### WORK INSTRUCTIONS
A. From the excerpt on surveillance cameras in New Zealand, pull out the passage that begins at the words "After The Herald" and stops after the words "of government buildings.".
B. According to the excerpt on surveillance cameras in New Zealand, how many security cameras did Auckland Transport and the Auckland Council operate combined as of April 2022?
C. Carry on the excerpt on surveillance cameras in New Zealand, picking up after its last sentence.

### EXCERPT TO READ
────

In January 2023, the Central Otago District Council issued a new blanket policy for the council's cameras exclusively, requiring the cameras to have a 'clear business purpose'. The same year, a Pak'nSave store in Tauranga started trialling body cameras due to rising levels of retail crime.

=== China controversy ===
In August 2022, the Ministry of Business, Innovation and Employment (MBIE) said that they would stop purchasing surveillance equipment from Chinese security camera manufacturer, Hikvision, citing human rights violations of the Chinese government. There are over 3000 Hikvision and Dahua—another Chinese manufacturer who have been criticised—cameras installed at councils. The government has not issued a ban on Chinese surveillance cameras. Countries such as Australia, the United Kingdom and United States have issued bans. They have been used in New Zealand since 2018.

The Tauranga City Council have over 700 of these cameras, Auckland Transport have 'hundreds', Rotorua Lakes Council have 106, Waka Kotahi have 18, the Department of Conservation have 60, and the Police have approximately 60. Their cameras, have also been found in government buildings and a member of parliament's house. New Zealand Police, Oranga Tamariki and the Ministry of Social development, who have the cameras, have said that they are not connected to the network and are being phased out.

After The Herald and Newstalk ZB made reports about the concerns of these cameras, Beijing's representatives in New Zealand accused the two of having a "cold-war mentality", accusing "forces" of "deliberately launching a propaganda campaign against China in countries including New Zealand, with the sole purpose of smearing and discrediting China to serve the short-sighted and narrow interests of that certain country, or to put it bluntly, to serve the hegemony of that country"

In 2023 the National and Act parties have expressed a desire to have an audit of these cameras on 'sensitive' buildings. Intelligence Agencies Minister Andrew Little said that he is unlikely to do an audit of government buildings.

== Locations ==
=== Auckland ===
Auckland Transport and the Auckland Council operate a combined total of 5,685 security cameras as of April 2022.

────

### LISTED ENTRIES
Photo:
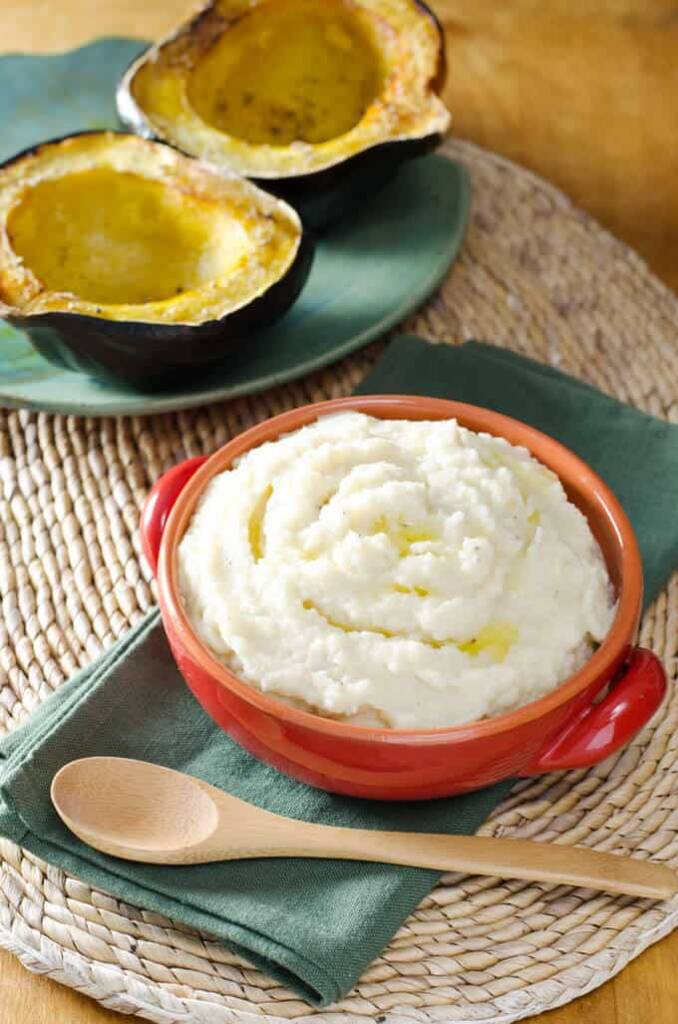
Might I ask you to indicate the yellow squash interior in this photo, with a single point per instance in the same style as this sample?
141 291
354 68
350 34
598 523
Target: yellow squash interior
291 71
122 239
280 88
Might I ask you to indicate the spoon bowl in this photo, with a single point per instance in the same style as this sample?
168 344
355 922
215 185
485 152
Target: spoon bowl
140 811
133 806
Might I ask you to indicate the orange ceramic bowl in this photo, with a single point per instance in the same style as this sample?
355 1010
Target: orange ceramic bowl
575 725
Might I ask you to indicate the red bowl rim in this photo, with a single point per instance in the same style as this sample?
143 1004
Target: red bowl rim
551 453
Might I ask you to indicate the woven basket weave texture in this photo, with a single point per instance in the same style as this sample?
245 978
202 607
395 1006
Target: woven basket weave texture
536 275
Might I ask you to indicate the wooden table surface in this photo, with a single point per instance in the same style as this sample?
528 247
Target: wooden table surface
583 91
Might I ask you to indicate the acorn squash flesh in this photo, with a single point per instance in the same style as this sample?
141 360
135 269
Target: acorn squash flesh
123 256
285 90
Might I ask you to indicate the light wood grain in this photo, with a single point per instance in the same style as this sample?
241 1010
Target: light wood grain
583 91
157 815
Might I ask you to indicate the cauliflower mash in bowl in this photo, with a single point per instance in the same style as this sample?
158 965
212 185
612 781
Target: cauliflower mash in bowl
391 572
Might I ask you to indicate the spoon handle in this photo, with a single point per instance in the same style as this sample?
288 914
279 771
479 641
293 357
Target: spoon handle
505 858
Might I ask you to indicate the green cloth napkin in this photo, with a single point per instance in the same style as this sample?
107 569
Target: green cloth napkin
314 925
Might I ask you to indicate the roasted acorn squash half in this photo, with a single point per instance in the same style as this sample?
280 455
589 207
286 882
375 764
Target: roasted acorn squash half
124 258
318 100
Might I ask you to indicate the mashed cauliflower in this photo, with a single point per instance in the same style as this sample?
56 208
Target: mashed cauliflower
409 574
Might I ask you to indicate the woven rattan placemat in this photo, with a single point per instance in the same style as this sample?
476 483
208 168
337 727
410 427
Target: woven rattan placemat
536 275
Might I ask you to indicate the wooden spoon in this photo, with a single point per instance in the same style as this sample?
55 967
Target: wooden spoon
140 811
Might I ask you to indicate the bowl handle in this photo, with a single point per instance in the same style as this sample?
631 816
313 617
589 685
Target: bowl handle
159 505
600 729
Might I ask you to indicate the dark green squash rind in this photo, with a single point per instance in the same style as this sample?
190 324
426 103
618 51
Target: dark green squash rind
324 197
155 355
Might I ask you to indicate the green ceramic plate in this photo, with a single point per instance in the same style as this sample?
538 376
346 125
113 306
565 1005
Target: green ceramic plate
369 272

────

### ANSWERS PROVIDED
A.
After The Herald and Newstalk ZB made reports about the concerns of these cameras, Beijing's representatives in New Zealand accused the two of having a "cold-war mentality", accusing "forces" of "deliberately launching a propaganda campaign against China in countries including New Zealand, with the sole purpose of smearing and discrediting China to serve the short-sighted and narrow interests of that certain country, or to put it bluntly, to serve the hegemony of that country"

In 2023 the National and Act parties have expressed a desire to have an audit of these cameras on 'sensitive' buildings. Intelligence Agencies Minister Andrew Little said that he is unlikely to do an audit of government buildings.

B. 5,685

C.
=== Wellington ===
In 2023, new digital billboards in Wellington were installed which have cameras inside them. The council said that they will not be activated.

=== Invercargill ===
Invercargill's CCTV system was installed in 2005, funded by the council. It is monitored and operated by police. An investigation found that one out of nine inner-city cameras were functional, and the quality was so bad that only 5% of investigations had a success. In 2023, the Invercargill City Council started the placement of 133 new cameras throughout Invercargill and Bluff. These cameras are to have number plate recognition, and are expected to be operated by the council rather than the police.

=== Otago ===
As of January 2023, the Central Otago District Council has six CCTV cameras.

=== Palmerston North ===
In 2023, the Palmerston North City Council increased their network from 27 to 124 cameras after a rise in vandalism and destructive behaviour.

=== Queenstown ===
In 2022, the cameras of a former prohibited carpark were accidentally re-activated, causing people to receive infringement notices in the mail despite the carpark being free to use.

=== Kāpiti Coast District ===
As of September 2022, the Kāpiti Coast District Council maintain 124 CCTV cameras.

=== Waipā District ===
In 2022 it was announced that the Waipa District Council were adding 25 new CCTV cameras. Instead of waiting for government funding, they funded it themselves, costing them $500,000. There are currently 13 CCTV cameras.

=== Schools ===
On 10 October 2023 the Privacy Commission said that the number of requests to include CCTV cameras in school bathrooms had increased, to prevent bullying and vaping. The privacy commission said that schools must take the issue seriously, saying that "bathrooms are highly sensitive zones for privacy". Senior law lecturer Nikki Chamberlain said that placing cameras in bathrooms may not be "fair or reasonable", recommending that schools face the cameras outside of bathrooms rather than into them.

== Organisations ==
The Ministry of Social Development have over 3,000 indoor and outdoor cameras, and Waka Kotahi operates over 1,600. According to RNZ, New Zealand Police operate only 45 cameras.